» **Instructions for the task**
Below are the records; print them again exactly and omit the pictures.

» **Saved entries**
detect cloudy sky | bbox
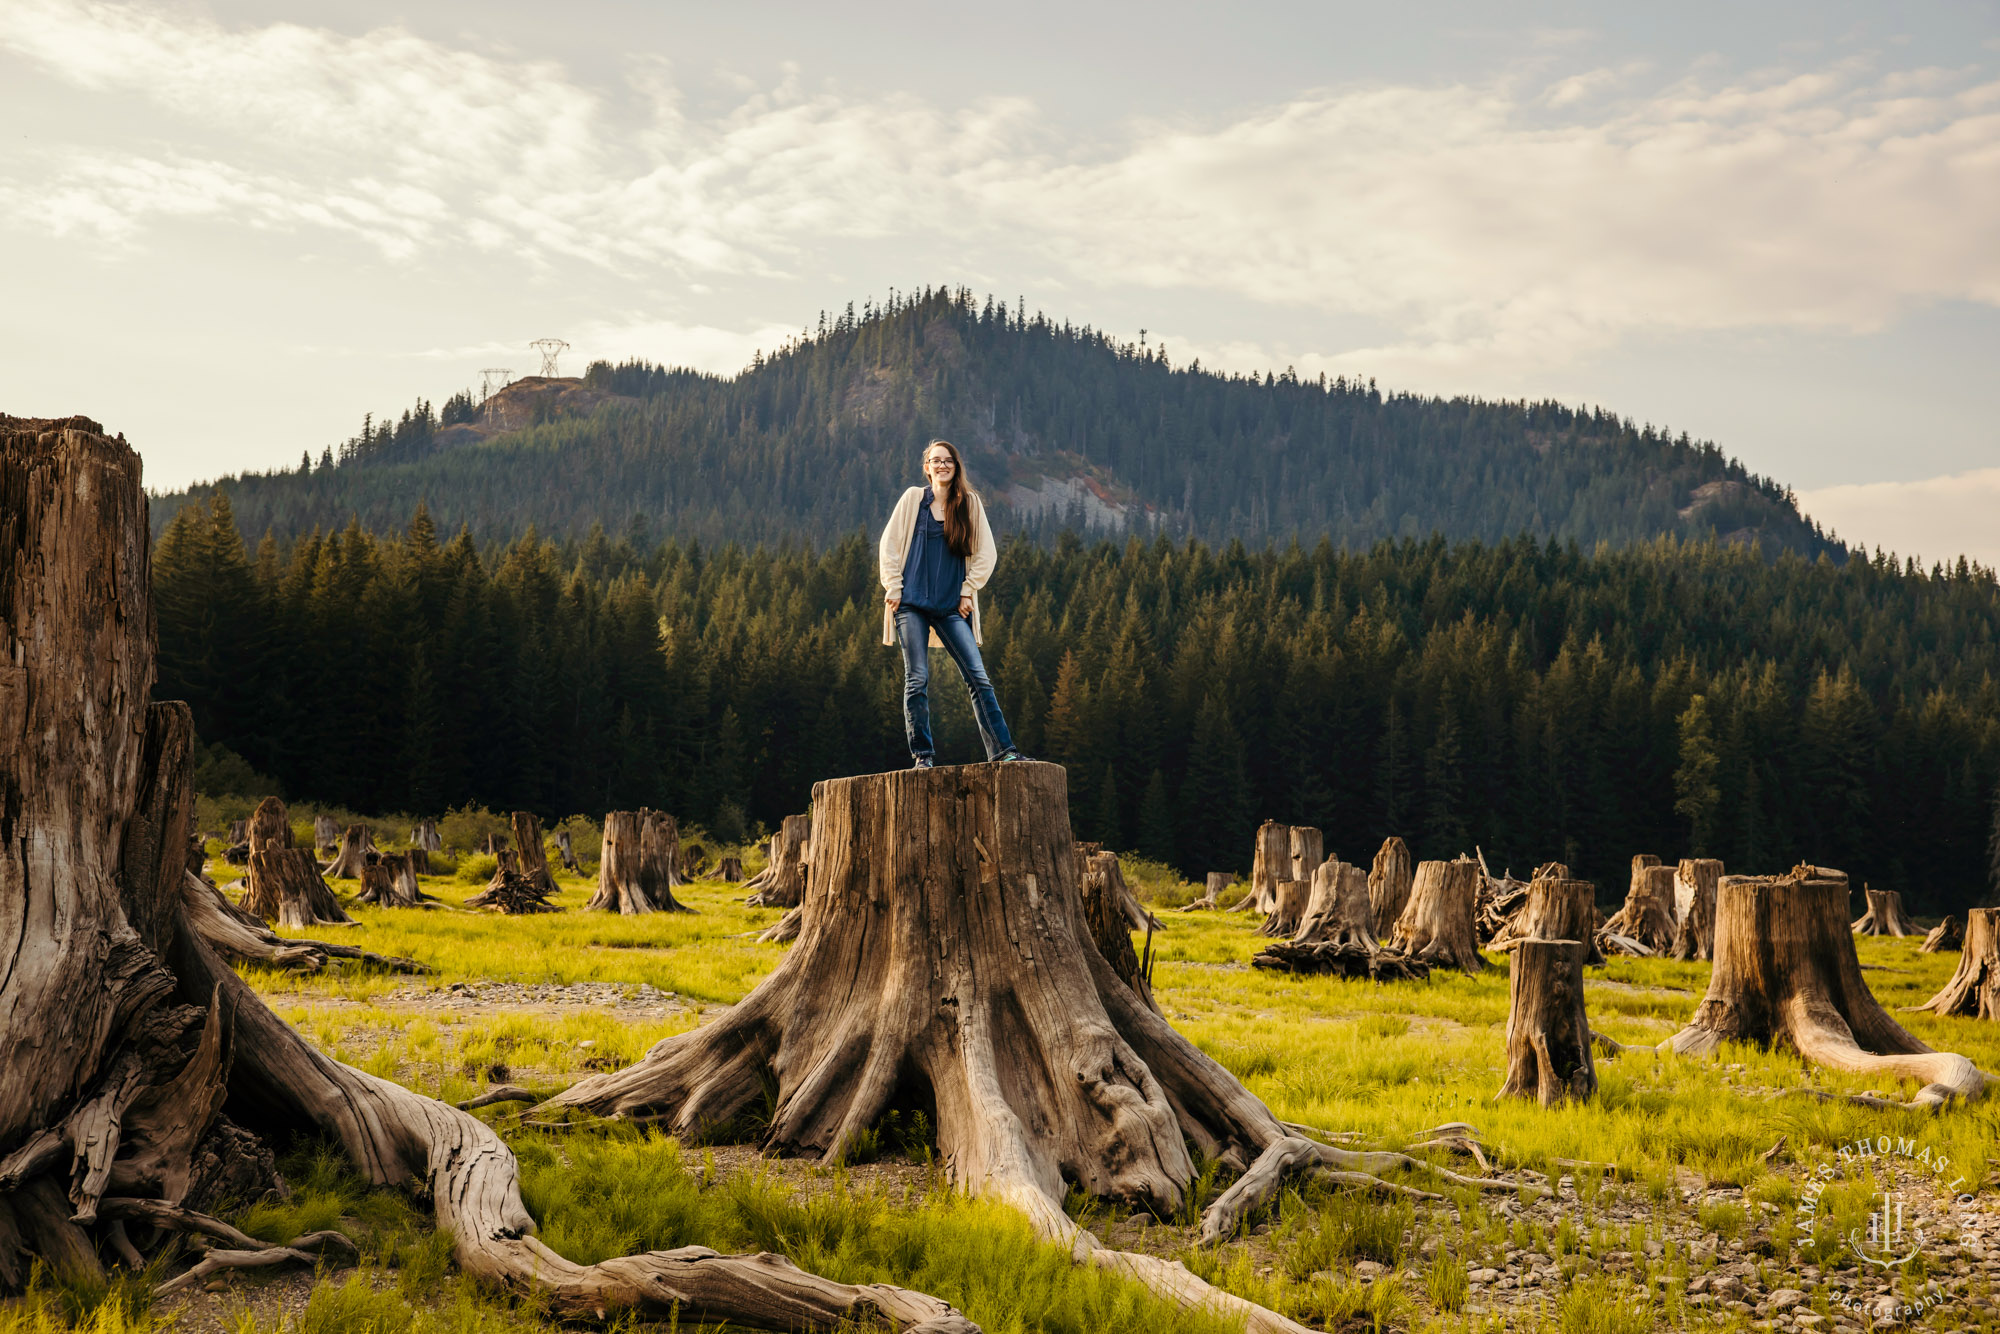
[4,1,1998,563]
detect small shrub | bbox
[456,854,497,884]
[1426,1250,1468,1312]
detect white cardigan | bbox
[878,485,997,647]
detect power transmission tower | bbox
[480,368,513,402]
[529,339,569,378]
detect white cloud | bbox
[1799,468,2000,570]
[4,0,1999,375]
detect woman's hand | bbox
[886,594,900,613]
[958,596,973,619]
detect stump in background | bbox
[227,817,249,845]
[481,831,509,855]
[358,851,427,909]
[465,849,520,908]
[1497,939,1595,1105]
[1494,873,1602,966]
[554,828,578,873]
[588,809,693,914]
[1257,878,1310,937]
[247,797,289,855]
[1669,859,1722,961]
[1080,852,1160,1014]
[411,819,442,853]
[1368,836,1414,939]
[1666,869,1988,1106]
[1389,857,1484,973]
[322,824,372,879]
[1921,915,1963,954]
[238,797,354,926]
[718,855,745,883]
[313,814,341,857]
[1288,826,1323,886]
[510,811,561,897]
[1181,872,1234,911]
[1293,860,1376,950]
[1910,909,2000,1020]
[1239,820,1292,915]
[1601,863,1676,955]
[744,813,811,909]
[408,847,431,875]
[1852,885,1917,937]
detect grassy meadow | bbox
[10,838,1998,1334]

» **Response to this exercise**
detect cloudy sky | bbox
[4,1,1998,563]
detect small shrub | bbox
[456,854,497,884]
[1426,1250,1468,1312]
detect white cardigan | bbox
[878,485,997,647]
detect power transmission tower | bbox
[480,368,513,402]
[529,339,569,378]
detect white cloud | bbox
[1799,468,2000,570]
[4,0,1999,375]
detect woman's hand | bbox
[886,594,900,613]
[958,596,973,619]
detect stump in background | bbox
[227,817,249,845]
[481,831,509,855]
[358,851,427,909]
[465,849,520,908]
[1497,939,1595,1105]
[1494,873,1602,966]
[554,828,578,873]
[588,809,693,914]
[1257,878,1310,937]
[247,797,289,855]
[1669,859,1722,961]
[1080,852,1160,1014]
[411,819,442,853]
[1368,836,1414,939]
[1666,869,1988,1106]
[1389,857,1484,973]
[322,824,372,879]
[1921,915,1963,954]
[238,797,354,926]
[718,855,745,883]
[313,814,341,857]
[1288,826,1323,886]
[510,811,561,897]
[1181,872,1234,911]
[1293,860,1376,950]
[1910,909,2000,1020]
[1239,820,1292,915]
[1601,863,1676,955]
[744,813,811,909]
[408,847,431,875]
[1852,885,1917,937]
detect grassy meadow | bbox
[10,838,1998,1334]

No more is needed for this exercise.